-------- RECORDS FOR THE TASK

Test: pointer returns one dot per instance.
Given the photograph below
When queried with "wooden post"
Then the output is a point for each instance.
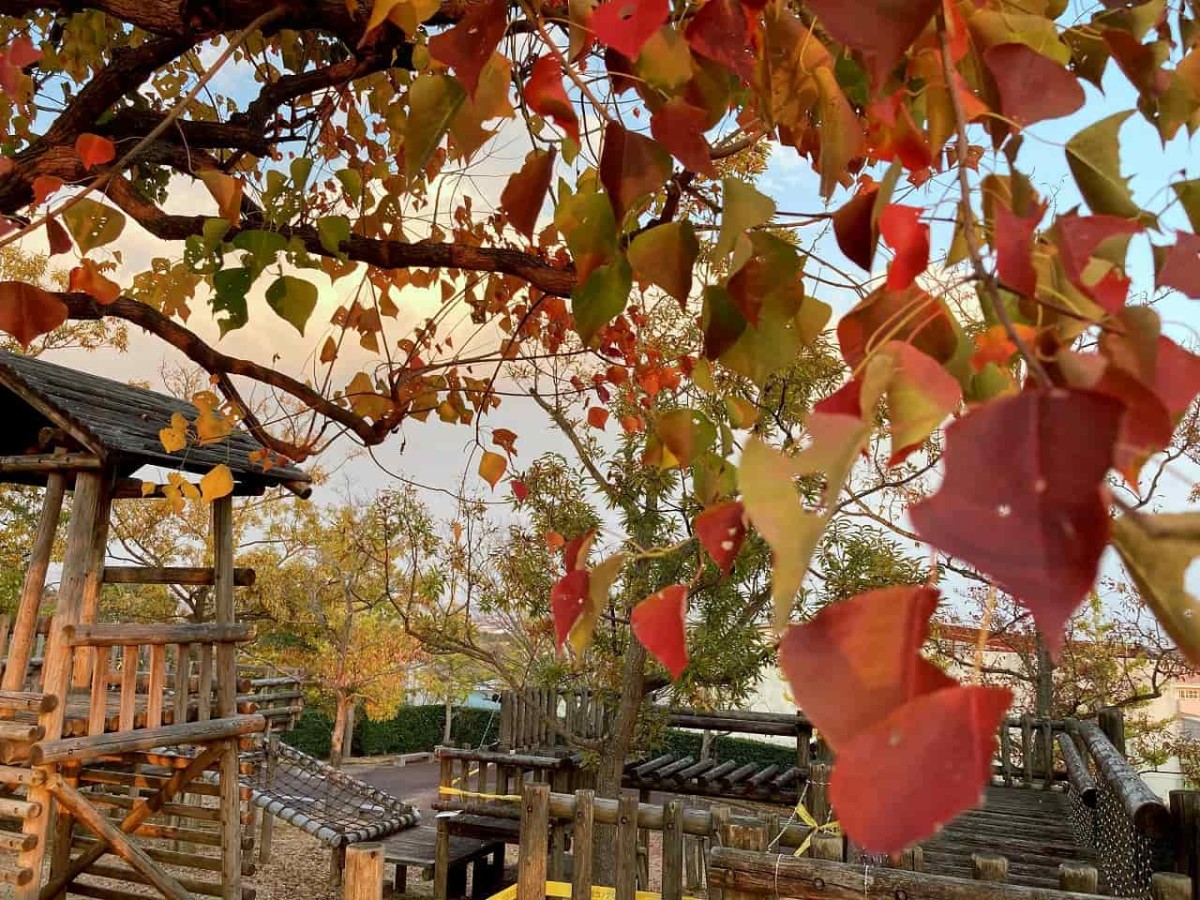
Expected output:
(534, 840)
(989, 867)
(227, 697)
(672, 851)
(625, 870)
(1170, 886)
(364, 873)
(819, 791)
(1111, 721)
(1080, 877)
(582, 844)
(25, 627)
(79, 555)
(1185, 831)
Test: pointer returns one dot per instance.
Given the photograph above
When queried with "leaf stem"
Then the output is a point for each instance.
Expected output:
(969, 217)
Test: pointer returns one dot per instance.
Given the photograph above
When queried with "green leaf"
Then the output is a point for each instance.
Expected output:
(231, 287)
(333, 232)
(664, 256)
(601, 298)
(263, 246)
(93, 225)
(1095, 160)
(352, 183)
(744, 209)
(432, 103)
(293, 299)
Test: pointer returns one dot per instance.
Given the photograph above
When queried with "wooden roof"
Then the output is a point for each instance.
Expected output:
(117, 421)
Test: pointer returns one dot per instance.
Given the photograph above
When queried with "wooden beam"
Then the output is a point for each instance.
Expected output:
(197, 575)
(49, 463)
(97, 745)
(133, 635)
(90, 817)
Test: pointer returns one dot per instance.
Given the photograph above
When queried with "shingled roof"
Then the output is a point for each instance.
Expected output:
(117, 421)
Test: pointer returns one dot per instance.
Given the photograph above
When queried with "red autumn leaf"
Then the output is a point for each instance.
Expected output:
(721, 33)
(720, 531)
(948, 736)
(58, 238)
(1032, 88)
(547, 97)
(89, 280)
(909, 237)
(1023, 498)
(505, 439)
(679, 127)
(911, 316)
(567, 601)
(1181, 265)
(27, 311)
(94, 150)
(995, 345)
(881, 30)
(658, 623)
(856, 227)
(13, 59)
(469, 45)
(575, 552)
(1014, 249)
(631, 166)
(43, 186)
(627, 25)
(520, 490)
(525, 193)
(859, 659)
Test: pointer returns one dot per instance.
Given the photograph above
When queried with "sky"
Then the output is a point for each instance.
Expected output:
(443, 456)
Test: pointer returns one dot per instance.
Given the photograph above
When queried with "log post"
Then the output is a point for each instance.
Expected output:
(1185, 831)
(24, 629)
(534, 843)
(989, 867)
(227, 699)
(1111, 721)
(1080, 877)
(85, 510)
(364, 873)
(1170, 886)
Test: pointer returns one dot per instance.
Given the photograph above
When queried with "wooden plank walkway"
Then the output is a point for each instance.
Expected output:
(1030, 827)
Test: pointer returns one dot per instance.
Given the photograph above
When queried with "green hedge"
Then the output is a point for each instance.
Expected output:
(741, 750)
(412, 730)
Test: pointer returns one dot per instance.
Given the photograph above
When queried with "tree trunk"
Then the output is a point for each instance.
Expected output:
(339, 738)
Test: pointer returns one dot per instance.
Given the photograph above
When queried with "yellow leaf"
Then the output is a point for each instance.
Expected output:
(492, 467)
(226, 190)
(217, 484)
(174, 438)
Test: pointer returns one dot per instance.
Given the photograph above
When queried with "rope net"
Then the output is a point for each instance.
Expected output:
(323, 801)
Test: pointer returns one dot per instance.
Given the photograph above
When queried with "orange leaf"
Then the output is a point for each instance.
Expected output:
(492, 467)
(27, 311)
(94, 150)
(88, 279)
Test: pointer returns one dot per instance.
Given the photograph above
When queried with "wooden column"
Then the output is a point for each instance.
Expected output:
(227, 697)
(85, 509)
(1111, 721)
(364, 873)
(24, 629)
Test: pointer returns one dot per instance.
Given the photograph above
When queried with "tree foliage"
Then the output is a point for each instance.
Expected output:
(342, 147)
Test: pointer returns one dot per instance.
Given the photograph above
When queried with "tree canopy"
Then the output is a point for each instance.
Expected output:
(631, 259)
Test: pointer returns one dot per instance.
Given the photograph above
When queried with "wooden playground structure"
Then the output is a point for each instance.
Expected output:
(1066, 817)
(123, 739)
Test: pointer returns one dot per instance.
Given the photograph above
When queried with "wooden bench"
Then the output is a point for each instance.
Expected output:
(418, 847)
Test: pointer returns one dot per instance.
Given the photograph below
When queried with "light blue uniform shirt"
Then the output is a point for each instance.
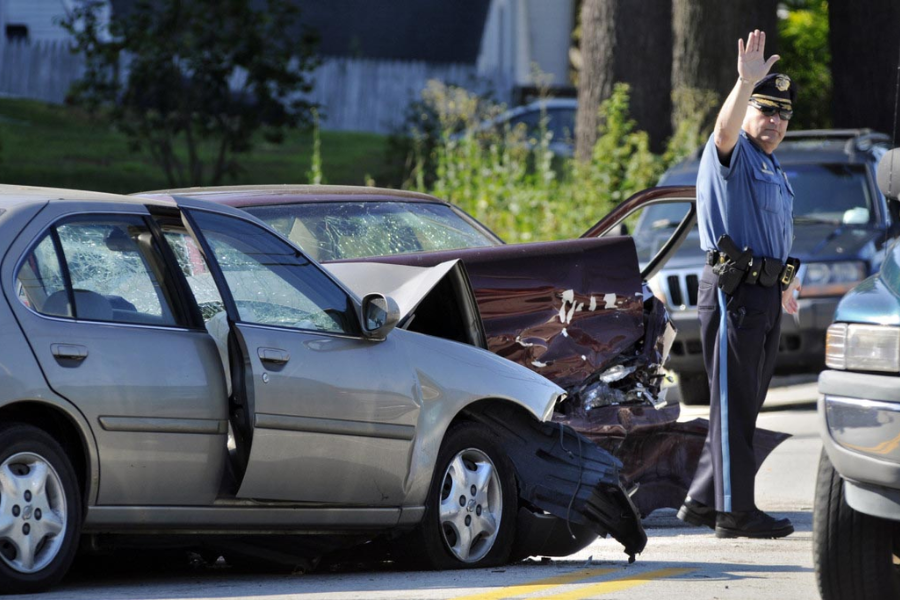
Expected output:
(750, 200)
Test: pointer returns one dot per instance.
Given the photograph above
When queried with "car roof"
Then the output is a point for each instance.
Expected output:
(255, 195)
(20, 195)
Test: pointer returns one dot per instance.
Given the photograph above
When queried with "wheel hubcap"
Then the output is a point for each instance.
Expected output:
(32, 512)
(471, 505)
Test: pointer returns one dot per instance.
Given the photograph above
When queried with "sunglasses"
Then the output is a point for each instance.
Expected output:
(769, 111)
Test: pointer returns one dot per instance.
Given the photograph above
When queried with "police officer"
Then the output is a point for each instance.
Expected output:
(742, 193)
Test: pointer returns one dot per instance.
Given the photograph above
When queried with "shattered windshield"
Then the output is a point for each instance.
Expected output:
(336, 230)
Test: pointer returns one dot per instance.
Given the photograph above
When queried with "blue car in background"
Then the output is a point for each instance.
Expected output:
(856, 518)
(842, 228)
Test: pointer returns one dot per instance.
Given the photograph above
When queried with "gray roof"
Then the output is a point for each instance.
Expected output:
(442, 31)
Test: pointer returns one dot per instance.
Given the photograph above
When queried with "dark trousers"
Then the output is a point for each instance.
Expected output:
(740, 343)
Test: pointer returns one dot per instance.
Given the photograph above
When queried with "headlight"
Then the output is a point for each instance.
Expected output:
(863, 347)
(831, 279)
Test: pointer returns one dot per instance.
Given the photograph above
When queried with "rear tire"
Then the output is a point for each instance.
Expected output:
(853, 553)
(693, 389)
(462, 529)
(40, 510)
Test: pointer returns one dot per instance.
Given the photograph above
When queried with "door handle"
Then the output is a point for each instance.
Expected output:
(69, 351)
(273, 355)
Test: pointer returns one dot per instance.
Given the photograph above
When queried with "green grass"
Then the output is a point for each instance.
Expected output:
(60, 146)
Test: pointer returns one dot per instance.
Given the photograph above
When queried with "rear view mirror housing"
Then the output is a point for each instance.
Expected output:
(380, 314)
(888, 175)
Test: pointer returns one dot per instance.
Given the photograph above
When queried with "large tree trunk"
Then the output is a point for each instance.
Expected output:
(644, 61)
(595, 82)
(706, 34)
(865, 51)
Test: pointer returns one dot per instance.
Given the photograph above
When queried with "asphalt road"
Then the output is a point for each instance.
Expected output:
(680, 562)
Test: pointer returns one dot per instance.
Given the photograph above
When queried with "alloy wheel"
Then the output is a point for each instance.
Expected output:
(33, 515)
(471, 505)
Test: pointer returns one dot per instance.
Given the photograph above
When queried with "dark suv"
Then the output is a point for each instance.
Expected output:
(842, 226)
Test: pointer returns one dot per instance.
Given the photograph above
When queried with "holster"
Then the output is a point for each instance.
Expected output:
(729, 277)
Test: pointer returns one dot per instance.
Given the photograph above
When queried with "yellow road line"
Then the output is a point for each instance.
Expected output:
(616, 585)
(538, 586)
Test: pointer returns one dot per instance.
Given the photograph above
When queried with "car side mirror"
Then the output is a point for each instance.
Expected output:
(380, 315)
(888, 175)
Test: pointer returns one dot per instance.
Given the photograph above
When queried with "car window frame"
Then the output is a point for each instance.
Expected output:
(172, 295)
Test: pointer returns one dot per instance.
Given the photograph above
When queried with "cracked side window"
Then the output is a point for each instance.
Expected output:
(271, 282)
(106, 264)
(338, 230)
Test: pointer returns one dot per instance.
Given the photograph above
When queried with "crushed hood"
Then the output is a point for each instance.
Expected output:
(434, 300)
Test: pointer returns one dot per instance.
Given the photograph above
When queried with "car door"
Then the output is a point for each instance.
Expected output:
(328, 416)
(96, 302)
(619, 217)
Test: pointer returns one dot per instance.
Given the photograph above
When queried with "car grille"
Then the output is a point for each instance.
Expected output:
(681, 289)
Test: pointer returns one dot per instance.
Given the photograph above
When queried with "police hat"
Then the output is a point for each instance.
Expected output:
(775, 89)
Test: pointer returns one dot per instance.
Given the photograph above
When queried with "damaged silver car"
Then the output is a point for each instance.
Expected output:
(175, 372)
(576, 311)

----------------

EXERCISE ▸
Pull out each line in the rows above that contains the word "yellow".

FINISHED TASK ▸
When queried with "yellow leaf"
When queried with "yellow road line"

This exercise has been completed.